■ Extrait du texte
[Choisis Ta Propre Aventure] Qui à tué Edouard Balaruc? (Edward Packard)
#1
Hein quoi? C'est pas un Défi Fantastique ça? C'est même pas un livre dont vous êtes le héros? C'est pour les gosses? C'est quoi? C'est bon?
Bah non...


Des livres dont vous êtes le héros, avant le célèbre Sorcier de la Montagne du Porte-Monstre-Trésor, il y en a eu. Célèbre aux USA, la collection "Choose Your Own Adventure" (Cyoa) a connue une édition assez rapide en france, sous le titre "Choisis Ta Propre Aventure... avec Gerard de Villiers" (l'éditeur mégalo est 3 fois plus gros sur la couverture qu'Edward Packard, l'auteur véritable du livre... Entre parenthèse, le titre de la collection à subitement changé par la suite pour devenir en 1983 « choisis ta propre aventure. » Sans doute que les parents étaient un peu réticent à acheter à leur enfants un livre où l'auteur de SAS (vous savez, ces livres avec des seins sur la couverture) figure en grand.)

Bien que s'adressant à un public plus jeune que les LDVEH, ces livres étaient-ils bons?

Après avoir expérimenté le concept pour faire des aventures extraordinaires sous forme de voyages, que ce soit dans le temps (la grotte du temps) ou dans l'espace (En ballon à travers le sahara, aventures dans l'espace, voyage sous les mers, ton nom de code est Jonas) la collection "cyoa" se lance dans le genre du policier, avec une sorte de Cluedo. Un homme se sent menacé et vous appelle à l'aide. Que vous alliez ou non au dîner où il vous a invité, il va mourir. Soit vous enquêterez sur place, soit vous suivez la piste d'un mystérieux informateur.

■ Liste fournie
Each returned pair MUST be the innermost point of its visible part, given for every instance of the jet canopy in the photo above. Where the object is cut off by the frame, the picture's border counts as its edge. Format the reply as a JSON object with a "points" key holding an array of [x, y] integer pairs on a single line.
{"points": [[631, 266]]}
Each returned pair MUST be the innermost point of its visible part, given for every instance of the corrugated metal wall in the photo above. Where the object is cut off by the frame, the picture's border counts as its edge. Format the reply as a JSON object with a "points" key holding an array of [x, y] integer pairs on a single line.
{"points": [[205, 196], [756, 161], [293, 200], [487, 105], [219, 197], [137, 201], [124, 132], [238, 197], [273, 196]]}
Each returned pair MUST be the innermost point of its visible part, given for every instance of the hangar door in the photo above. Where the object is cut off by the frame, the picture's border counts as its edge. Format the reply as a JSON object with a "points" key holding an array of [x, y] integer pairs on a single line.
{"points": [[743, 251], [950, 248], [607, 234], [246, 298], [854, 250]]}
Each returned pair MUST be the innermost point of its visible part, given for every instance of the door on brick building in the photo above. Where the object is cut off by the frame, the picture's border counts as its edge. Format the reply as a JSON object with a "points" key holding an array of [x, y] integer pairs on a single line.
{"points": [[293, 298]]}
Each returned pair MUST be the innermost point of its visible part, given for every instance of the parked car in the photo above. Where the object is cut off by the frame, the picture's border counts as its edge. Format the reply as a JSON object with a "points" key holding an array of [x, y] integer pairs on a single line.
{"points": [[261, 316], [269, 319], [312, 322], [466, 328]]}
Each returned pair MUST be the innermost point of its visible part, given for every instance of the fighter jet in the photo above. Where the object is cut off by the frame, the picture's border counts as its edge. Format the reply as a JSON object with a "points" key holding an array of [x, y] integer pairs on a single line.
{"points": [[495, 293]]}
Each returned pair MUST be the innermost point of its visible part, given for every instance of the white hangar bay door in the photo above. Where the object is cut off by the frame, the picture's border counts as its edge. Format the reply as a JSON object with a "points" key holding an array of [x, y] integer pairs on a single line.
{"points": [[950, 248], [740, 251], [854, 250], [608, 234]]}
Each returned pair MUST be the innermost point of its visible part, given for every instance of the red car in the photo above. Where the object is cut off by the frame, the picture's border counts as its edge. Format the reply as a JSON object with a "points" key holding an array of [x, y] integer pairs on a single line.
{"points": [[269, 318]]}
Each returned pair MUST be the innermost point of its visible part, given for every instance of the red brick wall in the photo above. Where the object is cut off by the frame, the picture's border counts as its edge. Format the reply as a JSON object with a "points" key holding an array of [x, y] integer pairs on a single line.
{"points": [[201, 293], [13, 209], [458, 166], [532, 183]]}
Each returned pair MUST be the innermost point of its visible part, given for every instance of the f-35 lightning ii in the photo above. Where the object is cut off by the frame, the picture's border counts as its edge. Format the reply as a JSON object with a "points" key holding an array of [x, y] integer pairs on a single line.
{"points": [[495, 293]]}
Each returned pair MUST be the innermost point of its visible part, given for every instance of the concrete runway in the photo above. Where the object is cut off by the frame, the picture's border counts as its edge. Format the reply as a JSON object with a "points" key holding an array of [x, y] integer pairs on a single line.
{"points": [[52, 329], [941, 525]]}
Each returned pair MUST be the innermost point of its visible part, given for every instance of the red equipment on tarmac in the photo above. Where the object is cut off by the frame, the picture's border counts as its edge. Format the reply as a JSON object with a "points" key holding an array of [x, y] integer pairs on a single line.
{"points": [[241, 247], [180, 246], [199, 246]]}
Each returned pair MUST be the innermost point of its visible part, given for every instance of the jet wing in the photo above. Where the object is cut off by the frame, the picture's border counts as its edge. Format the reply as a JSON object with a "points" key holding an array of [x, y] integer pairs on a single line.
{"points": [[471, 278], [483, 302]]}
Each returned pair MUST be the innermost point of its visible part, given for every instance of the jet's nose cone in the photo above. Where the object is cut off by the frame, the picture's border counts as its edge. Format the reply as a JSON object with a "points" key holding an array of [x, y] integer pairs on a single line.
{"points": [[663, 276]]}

■ Consignes
A - Renvoyez chaque ligne de la liste qui contient la chaîne « hangar ».
B - Reprenez le texte sur la collection « Choisis Ta Propre Aventure » à la suite de sa dernière phrase.

■ Réponses attendues
A -
Each returned pair MUST be the innermost point of its visible part, given for every instance of the hangar door in the photo above. Where the object is cut off by the frame, the picture's border counts as its edge. Format the reply as a JSON object with a "points" key holding an array of [x, y] integer pairs on a single line.
Each returned pair MUST be the innermost point of its visible part, given for every instance of the white hangar bay door in the photo above. Where the object is cut off by the frame, the picture's border counts as its edge. Format the reply as a JSON object with a "points" key holding an array of [x, y] integer pairs on a single line.

B -
Au niveau de la couverture de Paul Granger, tout est fait pour respecter le "genre Cluedo" : un mort, des personnages, un enquêteurs qui fume la pipe, un méchant et des armes du crime potentiels sur la couverture (avec une loupe et un magnetophone.) Les illustrations intérieures sont du même dessinateur, elles sont assez jolies et enfantines, on voit par exemple qu'il s'est amusé à recréer une ambiance de salon cluedien (page 09 et la page 110). La traductrice s'est amusée à changer le nom fantaisiste d'Harlowe Thrombley, en Édouard Balaruc. L'analogie avec Édouard Baladur est sûrement fortuite, étant donné qu'il était peu connu sur la scène politique à l'époque de la traduction de ce livre. (Des amis à moi qui ont vus le livre traîner sur mon bureau ont d'ailleurs cru lire « Philippe de Villiers à tué Édouard Baladur ! » )

Bref. Le problème de ce livre, c'est qu'il trahit toute ses promesses. Je pourrais être clément en disant "oui, mais c'est un livre pour gosse", ça ne justifie en rien la déception progressive de ce livre. Car, on écrit pas une enquête policière de la même façon dont on écrit un récit de voyage, surtout lorsqu'on est dans un Livre-jeu, et surtout lorsqu'on a peu de place pour le faire (100 pages/paragraphes.) Or, ici, c'est bourré d'erreur.

Non pas que ce soit particulièrement linéaire, bien au contraire. Les cyoas proposent souvent de nombreuses fins à la fois positives et négatives. (Ici, on a par exemple 6 fins positives, 5 fins plutôt négatives, 2 morts, et 2 fins....heu, comment dire... ouvertes ? J'en parlerais plus tard) mais plutôt que l'ensemble est assez incohérent. Déjà, s'il y a bien un genre qui n'autorise qu'une seule fin triomphante, c'est bien celui de l'enquête : lorsqu'on a résolu le meurtre et qu'on dévoile devant tout le monde l'identité du meurtrier. Or, ici, il y a plusieurs fins, ce qui occasionne le gros du problème.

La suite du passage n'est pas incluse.